Your instructions: Can you rewrite the records below so that every "even-odd" becomes "nonzero", with nothing else changed?

Entries provided:
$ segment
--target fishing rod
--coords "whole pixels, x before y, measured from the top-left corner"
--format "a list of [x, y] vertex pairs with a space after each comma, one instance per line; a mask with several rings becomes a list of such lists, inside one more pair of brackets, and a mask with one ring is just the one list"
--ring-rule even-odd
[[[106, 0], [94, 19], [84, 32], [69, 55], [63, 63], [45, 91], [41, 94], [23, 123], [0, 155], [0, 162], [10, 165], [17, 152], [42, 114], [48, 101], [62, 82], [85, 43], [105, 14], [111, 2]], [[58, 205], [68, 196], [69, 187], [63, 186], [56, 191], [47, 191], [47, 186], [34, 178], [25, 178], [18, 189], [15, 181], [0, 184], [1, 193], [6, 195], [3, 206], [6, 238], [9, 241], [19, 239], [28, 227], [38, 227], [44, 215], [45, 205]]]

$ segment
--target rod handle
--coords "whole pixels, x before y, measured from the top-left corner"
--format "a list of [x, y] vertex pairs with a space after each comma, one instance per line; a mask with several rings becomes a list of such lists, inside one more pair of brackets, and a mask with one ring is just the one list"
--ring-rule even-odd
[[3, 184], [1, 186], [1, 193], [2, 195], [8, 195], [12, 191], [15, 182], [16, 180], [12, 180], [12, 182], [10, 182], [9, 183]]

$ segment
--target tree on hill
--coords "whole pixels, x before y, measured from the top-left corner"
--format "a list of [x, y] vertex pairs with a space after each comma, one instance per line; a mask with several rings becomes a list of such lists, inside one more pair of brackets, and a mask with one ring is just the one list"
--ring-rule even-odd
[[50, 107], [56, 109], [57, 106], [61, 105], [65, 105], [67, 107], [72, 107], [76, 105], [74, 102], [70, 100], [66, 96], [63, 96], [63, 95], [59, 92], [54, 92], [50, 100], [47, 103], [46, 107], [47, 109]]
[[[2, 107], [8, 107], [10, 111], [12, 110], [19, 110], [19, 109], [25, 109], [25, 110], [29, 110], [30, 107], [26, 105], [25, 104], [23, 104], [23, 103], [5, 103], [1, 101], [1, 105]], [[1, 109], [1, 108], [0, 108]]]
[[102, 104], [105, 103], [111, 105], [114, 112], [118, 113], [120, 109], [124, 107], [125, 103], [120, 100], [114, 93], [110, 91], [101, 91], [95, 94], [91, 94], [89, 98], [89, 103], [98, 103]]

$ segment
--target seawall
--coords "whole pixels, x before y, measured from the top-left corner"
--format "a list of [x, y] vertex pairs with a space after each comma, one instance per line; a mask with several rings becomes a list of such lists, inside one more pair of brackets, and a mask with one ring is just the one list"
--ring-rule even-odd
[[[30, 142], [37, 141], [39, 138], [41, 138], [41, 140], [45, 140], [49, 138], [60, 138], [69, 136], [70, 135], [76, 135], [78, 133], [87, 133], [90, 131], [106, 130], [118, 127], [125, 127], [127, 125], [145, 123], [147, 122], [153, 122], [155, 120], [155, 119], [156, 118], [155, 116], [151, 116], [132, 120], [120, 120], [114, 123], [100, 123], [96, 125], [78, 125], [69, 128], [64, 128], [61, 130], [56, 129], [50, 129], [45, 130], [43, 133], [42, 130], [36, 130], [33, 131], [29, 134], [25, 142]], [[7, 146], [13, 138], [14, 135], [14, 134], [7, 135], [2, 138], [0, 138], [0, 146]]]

Result of the task:
$ segment
--target fishing rod
--coords "whole pixels, x before y, measured from the top-left corner"
--format "a list of [x, y] vertex pairs with a space after each comma, one instance per line; a mask with several rings becomes a list of such lists, inside one more pair of brackets, and a mask with one ring is just the one list"
--ring-rule nonzero
[[[106, 0], [94, 19], [84, 32], [69, 55], [63, 63], [45, 91], [41, 94], [23, 123], [0, 155], [0, 162], [10, 165], [17, 152], [42, 114], [48, 101], [62, 82], [85, 43], [105, 14], [111, 2]], [[58, 205], [68, 196], [69, 187], [63, 186], [56, 191], [47, 191], [47, 186], [34, 178], [25, 178], [18, 189], [15, 181], [0, 184], [1, 193], [6, 195], [3, 206], [6, 238], [9, 241], [19, 239], [28, 227], [38, 227], [44, 215], [45, 205]]]

$ segment
--target rod handle
--coords "whole pixels, x before y, measured from the top-left corner"
--format "a list of [x, y] vertex pairs with a space after each comma, one instance per line; a mask with several rings becomes a list of such lists, inside one more pair of brackets, and a mask with one ring is just the one list"
--ring-rule nonzero
[[3, 184], [1, 186], [1, 193], [2, 195], [8, 195], [12, 191], [15, 182], [16, 180], [12, 180], [12, 182], [10, 182], [9, 183]]

$ segment
--target tree on hill
--coords "whole pixels, x before y, measured from the top-left corner"
--format "a list of [x, y] vertex pairs with a space after each comma, one instance per line; a mask with several rings becomes a list of such lists, inside one more pair of brackets, and a mask with one ring is just the one list"
--ring-rule nonzero
[[50, 107], [56, 109], [57, 106], [61, 105], [65, 105], [67, 107], [72, 107], [76, 105], [74, 102], [70, 100], [66, 96], [63, 96], [63, 95], [59, 92], [54, 92], [50, 100], [47, 103], [46, 107], [47, 109]]
[[[2, 107], [8, 107], [10, 111], [12, 110], [19, 110], [19, 109], [25, 109], [25, 110], [29, 110], [30, 107], [26, 105], [25, 104], [23, 104], [23, 103], [5, 103], [1, 101], [1, 105]], [[1, 109], [1, 108], [0, 108]]]
[[102, 104], [105, 103], [111, 105], [114, 112], [118, 113], [120, 109], [124, 107], [125, 103], [120, 100], [114, 93], [110, 91], [101, 91], [95, 94], [91, 94], [89, 98], [89, 103], [98, 103]]

$ segment
--target seawall
--coords "whole pixels, x before y, measured from the top-left corner"
--format "a list of [x, y] vertex pairs with a space after each comma, one instance per line; a mask with several rings becomes a list of such lists, inside one more pair of brackets, and a mask with one ring is just the one list"
--ring-rule nonzero
[[[30, 142], [37, 141], [39, 138], [41, 138], [41, 140], [45, 140], [49, 138], [60, 138], [69, 136], [70, 135], [76, 135], [78, 133], [87, 133], [90, 131], [106, 130], [118, 127], [125, 127], [127, 125], [145, 123], [147, 122], [153, 122], [155, 120], [155, 119], [156, 118], [155, 116], [151, 116], [132, 120], [120, 120], [114, 123], [100, 123], [96, 125], [78, 125], [69, 128], [64, 128], [61, 130], [56, 129], [50, 129], [45, 130], [43, 133], [42, 130], [36, 130], [33, 131], [29, 134], [25, 142]], [[7, 146], [13, 138], [14, 135], [14, 134], [7, 135], [2, 138], [0, 138], [0, 146]]]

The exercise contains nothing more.